## WHAT TO DO
Please copy everything from the start of the entries down to the line containing "161 L 260 169", changing "white" to "gray" and keeping all else the same. Leave the pictures out.

## Stored data
======

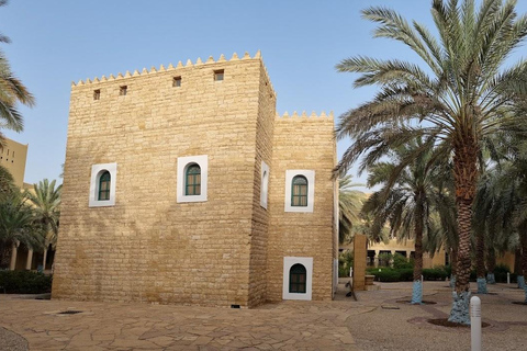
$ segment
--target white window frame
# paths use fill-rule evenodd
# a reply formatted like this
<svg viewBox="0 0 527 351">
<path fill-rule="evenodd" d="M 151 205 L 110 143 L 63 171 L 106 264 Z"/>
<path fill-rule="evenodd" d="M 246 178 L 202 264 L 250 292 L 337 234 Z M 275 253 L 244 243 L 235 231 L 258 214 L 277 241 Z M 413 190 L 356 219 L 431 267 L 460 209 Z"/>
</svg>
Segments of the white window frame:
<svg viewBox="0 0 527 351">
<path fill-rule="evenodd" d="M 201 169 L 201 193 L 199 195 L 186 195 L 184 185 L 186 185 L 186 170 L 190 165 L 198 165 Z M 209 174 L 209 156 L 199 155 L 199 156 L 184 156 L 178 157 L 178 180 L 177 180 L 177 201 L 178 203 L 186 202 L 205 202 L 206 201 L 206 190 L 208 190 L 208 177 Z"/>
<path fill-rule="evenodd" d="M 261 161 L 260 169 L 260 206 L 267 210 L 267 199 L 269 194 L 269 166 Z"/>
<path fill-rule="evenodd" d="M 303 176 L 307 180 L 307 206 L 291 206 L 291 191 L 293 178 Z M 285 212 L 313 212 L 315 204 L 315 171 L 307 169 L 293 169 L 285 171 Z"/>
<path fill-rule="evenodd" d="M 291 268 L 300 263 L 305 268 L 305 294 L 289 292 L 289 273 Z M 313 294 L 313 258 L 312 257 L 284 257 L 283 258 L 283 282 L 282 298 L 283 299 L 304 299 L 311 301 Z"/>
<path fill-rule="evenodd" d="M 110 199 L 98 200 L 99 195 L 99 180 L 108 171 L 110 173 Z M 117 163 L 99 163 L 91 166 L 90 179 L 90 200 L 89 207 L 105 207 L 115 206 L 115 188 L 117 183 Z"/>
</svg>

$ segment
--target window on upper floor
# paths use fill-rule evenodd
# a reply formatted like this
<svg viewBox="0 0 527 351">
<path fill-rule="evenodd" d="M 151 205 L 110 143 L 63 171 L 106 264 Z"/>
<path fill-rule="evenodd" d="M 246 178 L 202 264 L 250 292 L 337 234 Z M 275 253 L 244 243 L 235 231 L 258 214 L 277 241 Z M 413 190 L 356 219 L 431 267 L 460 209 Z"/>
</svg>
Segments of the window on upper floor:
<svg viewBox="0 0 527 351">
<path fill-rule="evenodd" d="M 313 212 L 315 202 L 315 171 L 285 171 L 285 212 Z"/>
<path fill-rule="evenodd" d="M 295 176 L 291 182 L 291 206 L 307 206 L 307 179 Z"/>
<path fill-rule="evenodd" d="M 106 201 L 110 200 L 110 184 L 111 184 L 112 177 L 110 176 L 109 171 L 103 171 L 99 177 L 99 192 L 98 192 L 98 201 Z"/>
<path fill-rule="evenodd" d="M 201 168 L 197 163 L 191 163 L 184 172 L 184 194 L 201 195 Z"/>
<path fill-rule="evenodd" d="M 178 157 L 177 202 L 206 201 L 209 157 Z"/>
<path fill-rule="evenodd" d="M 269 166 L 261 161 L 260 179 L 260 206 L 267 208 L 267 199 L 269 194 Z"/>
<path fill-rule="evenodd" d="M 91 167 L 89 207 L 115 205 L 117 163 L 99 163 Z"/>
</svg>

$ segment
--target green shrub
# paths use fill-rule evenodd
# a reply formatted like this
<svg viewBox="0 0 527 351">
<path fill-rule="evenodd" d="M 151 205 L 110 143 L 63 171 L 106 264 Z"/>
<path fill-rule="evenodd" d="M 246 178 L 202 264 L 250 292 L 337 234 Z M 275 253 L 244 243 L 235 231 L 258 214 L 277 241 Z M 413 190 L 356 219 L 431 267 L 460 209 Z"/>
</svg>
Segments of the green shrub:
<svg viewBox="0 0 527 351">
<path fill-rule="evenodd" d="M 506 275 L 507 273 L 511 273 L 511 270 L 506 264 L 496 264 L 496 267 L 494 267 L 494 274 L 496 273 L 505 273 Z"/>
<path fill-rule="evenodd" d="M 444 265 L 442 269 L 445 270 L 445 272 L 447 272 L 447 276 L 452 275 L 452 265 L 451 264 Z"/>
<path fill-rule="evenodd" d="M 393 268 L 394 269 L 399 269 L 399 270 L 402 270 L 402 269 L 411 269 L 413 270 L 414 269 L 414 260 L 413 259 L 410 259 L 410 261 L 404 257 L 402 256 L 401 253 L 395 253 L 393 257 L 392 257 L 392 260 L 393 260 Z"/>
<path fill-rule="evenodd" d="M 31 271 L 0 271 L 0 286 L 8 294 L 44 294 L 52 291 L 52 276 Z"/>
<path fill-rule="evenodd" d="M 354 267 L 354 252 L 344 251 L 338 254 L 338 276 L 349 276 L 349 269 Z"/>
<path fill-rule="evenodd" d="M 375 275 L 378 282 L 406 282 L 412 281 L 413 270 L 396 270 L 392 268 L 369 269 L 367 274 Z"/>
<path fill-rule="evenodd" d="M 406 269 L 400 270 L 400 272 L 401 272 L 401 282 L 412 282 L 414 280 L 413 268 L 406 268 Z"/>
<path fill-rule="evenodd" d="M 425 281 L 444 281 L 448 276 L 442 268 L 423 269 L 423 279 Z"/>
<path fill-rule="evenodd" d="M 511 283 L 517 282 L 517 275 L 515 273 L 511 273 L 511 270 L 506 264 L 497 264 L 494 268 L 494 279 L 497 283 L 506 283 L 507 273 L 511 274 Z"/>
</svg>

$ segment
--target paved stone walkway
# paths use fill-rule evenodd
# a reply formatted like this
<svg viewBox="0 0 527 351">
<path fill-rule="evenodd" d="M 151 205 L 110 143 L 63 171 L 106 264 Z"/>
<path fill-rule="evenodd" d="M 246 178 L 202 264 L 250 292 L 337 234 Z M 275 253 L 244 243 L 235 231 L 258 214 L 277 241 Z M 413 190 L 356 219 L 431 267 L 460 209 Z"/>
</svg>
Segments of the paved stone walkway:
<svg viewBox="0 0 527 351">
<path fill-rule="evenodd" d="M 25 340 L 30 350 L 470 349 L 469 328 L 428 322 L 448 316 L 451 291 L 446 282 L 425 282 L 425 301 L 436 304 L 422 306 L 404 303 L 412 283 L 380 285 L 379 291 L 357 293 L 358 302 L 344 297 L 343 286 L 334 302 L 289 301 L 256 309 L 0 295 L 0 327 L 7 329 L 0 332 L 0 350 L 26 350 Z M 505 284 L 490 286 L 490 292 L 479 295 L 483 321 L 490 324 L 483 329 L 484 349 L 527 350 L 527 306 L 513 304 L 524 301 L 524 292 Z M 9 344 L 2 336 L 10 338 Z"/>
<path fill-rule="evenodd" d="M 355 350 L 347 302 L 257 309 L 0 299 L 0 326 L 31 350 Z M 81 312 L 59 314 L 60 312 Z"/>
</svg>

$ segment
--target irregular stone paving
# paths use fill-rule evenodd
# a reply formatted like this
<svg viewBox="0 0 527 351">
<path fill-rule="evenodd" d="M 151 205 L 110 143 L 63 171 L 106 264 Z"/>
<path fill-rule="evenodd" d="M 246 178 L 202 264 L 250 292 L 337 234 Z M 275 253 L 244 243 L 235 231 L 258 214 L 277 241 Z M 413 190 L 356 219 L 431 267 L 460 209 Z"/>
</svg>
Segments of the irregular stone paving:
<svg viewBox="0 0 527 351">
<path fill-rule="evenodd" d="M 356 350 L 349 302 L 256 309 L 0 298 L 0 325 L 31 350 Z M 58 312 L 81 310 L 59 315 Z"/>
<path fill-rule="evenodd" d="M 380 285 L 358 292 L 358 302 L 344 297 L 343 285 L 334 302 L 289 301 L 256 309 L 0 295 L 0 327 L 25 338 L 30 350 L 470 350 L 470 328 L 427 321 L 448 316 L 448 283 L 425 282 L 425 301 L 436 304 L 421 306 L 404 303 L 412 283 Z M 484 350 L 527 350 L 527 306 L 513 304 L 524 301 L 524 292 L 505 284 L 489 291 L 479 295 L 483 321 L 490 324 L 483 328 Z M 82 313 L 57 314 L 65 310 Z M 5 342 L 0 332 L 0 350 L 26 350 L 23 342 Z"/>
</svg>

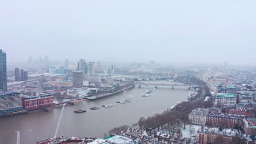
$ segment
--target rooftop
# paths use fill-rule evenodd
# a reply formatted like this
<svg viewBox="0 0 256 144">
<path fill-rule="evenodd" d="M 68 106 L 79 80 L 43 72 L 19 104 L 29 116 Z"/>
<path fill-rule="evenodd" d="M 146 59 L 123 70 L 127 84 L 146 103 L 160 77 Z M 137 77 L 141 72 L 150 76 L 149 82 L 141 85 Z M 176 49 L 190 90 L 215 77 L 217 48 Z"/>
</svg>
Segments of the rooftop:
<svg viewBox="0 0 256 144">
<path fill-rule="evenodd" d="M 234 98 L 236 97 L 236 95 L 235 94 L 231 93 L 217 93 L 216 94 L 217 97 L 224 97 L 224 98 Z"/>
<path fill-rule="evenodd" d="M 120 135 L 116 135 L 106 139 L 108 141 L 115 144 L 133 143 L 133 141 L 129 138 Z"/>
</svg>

======

## FULL RESPONSE
$ segment
--target gray window frame
# paths use fill-rule evenodd
# a reply formatted like this
<svg viewBox="0 0 527 351">
<path fill-rule="evenodd" d="M 151 205 L 110 143 L 63 171 L 106 264 Z"/>
<path fill-rule="evenodd" d="M 246 178 L 202 264 L 250 292 L 337 234 Z M 275 253 L 244 243 L 235 231 L 258 214 L 277 241 Z M 413 190 L 356 219 L 431 267 L 460 209 Z"/>
</svg>
Segments of the gray window frame:
<svg viewBox="0 0 527 351">
<path fill-rule="evenodd" d="M 201 169 L 201 193 L 199 195 L 186 195 L 184 185 L 186 185 L 186 170 L 190 165 L 198 165 Z M 209 174 L 209 156 L 199 155 L 199 156 L 184 156 L 178 157 L 178 180 L 177 180 L 177 201 L 178 203 L 186 202 L 205 202 L 206 201 L 206 190 L 208 190 L 208 177 Z"/>
<path fill-rule="evenodd" d="M 261 161 L 260 169 L 260 206 L 267 210 L 267 199 L 269 194 L 269 166 Z"/>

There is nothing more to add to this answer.